**ACTIVITY**
After locating the line with "Target: khaki shorts" in the data that follows, return it and every later line exactly, up to and including the line with "pixel 260 536".
### DATA SHOWN ###
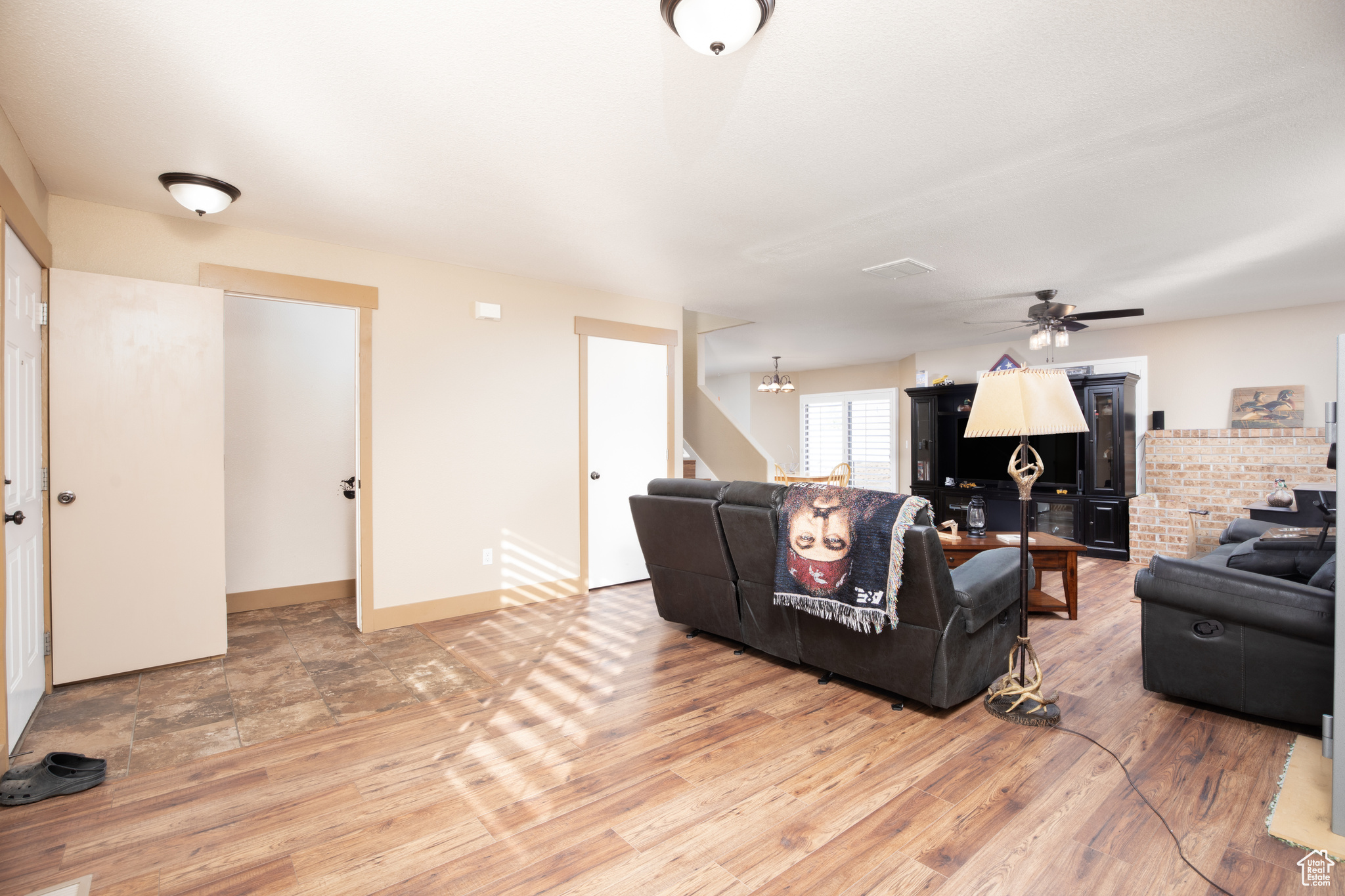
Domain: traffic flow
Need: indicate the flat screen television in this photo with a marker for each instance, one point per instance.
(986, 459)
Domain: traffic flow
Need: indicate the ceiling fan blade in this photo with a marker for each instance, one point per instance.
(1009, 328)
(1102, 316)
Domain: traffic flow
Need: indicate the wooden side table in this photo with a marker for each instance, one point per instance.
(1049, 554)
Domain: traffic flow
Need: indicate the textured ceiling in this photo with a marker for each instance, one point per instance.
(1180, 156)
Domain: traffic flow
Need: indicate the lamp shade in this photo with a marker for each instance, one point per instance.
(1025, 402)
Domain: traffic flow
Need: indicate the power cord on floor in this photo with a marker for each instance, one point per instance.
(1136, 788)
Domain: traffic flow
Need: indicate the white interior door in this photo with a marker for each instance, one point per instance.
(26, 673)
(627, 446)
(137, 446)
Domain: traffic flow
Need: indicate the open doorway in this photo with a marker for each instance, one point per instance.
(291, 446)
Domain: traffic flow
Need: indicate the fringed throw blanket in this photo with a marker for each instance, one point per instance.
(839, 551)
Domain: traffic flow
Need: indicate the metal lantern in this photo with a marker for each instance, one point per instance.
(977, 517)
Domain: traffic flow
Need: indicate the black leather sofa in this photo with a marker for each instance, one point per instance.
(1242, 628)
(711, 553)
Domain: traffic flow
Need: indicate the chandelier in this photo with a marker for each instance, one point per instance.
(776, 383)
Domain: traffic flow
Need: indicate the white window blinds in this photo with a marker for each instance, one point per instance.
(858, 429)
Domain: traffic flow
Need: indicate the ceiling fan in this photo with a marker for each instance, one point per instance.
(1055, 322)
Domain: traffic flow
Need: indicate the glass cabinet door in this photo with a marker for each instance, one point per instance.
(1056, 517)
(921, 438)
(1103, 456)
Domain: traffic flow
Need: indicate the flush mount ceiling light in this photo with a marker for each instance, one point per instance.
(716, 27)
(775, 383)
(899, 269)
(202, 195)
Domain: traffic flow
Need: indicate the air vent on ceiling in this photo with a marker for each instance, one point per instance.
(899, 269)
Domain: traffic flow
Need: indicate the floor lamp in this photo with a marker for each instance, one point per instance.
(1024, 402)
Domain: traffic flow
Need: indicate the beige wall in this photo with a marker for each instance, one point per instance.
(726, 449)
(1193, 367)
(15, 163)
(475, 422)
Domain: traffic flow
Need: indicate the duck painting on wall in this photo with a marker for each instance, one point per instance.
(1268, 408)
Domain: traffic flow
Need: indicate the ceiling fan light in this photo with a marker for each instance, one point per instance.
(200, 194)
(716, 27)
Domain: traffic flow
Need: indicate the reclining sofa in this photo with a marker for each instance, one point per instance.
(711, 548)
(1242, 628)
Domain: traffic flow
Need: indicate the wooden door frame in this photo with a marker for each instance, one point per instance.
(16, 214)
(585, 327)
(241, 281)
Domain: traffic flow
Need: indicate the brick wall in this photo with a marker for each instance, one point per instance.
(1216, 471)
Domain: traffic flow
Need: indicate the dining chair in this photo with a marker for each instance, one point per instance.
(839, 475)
###
### DATA SHOWN ###
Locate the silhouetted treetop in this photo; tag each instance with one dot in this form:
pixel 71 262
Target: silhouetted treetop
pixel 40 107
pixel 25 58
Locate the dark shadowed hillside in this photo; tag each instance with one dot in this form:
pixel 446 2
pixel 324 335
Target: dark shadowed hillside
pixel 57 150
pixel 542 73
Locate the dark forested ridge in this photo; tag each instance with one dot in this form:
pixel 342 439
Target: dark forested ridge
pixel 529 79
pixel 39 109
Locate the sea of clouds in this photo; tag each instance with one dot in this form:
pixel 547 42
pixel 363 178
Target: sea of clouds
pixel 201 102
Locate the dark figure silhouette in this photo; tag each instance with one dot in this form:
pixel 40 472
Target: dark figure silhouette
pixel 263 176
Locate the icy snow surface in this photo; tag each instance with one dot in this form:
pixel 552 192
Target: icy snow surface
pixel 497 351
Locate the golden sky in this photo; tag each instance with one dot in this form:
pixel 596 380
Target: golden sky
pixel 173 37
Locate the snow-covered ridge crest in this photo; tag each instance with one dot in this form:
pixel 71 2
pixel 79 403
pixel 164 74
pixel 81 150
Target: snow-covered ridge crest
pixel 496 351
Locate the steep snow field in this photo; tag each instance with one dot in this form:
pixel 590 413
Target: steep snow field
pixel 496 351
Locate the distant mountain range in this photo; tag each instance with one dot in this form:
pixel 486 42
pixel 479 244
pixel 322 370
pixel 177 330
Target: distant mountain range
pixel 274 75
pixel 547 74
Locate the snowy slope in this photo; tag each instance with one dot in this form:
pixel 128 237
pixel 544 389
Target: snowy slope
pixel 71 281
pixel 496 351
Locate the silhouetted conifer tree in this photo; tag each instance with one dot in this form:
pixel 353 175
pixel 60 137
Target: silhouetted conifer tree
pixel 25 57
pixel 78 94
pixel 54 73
###
### DATA SHOWN ###
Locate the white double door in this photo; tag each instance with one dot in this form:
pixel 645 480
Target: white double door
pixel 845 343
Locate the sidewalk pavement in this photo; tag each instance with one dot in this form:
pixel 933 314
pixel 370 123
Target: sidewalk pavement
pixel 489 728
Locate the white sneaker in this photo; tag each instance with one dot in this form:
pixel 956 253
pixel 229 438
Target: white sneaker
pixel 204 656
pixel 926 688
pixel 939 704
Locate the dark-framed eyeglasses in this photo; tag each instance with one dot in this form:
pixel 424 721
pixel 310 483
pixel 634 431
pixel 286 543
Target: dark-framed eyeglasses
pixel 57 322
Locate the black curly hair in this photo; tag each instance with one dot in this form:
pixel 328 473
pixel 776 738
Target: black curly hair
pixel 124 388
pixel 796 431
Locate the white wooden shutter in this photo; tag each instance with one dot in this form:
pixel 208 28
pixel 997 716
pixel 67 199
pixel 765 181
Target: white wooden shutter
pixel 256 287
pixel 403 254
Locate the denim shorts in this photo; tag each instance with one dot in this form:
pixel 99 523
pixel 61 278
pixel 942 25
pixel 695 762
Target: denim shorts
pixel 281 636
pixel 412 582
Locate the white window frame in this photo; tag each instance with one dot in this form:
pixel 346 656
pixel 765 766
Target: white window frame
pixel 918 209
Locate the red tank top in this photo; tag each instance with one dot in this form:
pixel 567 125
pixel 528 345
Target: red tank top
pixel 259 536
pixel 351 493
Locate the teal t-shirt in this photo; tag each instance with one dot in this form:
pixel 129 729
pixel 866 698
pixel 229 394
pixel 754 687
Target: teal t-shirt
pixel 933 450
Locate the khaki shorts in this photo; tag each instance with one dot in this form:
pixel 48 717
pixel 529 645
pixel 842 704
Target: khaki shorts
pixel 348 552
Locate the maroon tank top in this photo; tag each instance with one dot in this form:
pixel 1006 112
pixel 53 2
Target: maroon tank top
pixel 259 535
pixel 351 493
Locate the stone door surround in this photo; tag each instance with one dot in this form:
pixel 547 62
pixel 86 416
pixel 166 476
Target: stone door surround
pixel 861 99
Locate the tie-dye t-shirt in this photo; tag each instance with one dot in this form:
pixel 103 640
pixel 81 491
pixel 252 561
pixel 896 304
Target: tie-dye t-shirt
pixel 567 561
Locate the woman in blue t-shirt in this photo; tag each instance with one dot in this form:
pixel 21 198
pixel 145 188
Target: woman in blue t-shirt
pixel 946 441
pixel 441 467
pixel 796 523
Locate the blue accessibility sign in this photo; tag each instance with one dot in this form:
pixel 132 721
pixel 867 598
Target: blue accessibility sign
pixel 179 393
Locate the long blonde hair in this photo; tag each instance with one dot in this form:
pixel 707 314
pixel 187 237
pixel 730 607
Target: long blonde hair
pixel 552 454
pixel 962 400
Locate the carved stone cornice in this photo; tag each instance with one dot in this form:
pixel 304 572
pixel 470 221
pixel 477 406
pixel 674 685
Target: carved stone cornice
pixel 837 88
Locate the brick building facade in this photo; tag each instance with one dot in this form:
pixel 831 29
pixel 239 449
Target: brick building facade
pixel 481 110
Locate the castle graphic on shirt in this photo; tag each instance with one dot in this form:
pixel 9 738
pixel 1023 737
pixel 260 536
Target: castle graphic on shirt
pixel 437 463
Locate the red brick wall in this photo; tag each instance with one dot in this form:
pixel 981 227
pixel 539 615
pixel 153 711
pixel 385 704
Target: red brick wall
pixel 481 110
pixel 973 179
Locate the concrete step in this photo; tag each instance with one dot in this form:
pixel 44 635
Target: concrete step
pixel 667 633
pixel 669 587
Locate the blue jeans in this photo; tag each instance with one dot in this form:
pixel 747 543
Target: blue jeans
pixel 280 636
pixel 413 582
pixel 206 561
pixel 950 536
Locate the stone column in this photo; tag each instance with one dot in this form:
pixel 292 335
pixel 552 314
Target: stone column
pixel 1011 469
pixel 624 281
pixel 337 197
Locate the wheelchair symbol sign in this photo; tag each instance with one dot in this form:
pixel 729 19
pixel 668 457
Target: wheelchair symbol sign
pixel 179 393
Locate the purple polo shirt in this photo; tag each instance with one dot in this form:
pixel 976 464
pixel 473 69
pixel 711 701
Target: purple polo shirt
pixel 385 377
###
**EXPECTED OUTPUT**
Target: khaki shorts
pixel 348 552
Locate the maroon tank top in this photo; tag each instance with one dot in this form:
pixel 1006 112
pixel 53 2
Target: maroon tank top
pixel 259 535
pixel 351 493
Locate the stone door surround in this photo; tag each instance with one dot in this form:
pixel 547 62
pixel 86 416
pixel 166 476
Target: stone door surround
pixel 861 99
Locate the tie-dye t-shirt in this photo; tag each instance with one dot in this form:
pixel 103 640
pixel 81 491
pixel 252 561
pixel 896 304
Target: tie-dye t-shirt
pixel 567 561
Locate the woman in blue t-shirt in this photo; tag each instance with one dot in this form:
pixel 21 198
pixel 145 188
Target: woman in blue t-shirt
pixel 946 441
pixel 441 467
pixel 796 523
Locate the blue accessibility sign in this photo; tag each instance with one dot in this form:
pixel 132 721
pixel 867 598
Target: blue accessibility sign
pixel 179 393
Locate the long blonde hair in this photo; tag each instance with one dot in this form:
pixel 707 314
pixel 187 237
pixel 730 607
Target: long blonde hair
pixel 552 454
pixel 962 400
Locate the carved stone cornice in this photo; tag each instance with one dot in this form:
pixel 304 572
pixel 470 221
pixel 477 406
pixel 674 685
Target: carved stone cornice
pixel 837 88
Locate the brick building facade in this photo; tag each instance with one dot in this form:
pixel 831 29
pixel 239 449
Target: brick building facade
pixel 481 110
Locate the castle graphic on shirt in this photo; tag each instance with one dot in this form:
pixel 9 738
pixel 1023 737
pixel 260 536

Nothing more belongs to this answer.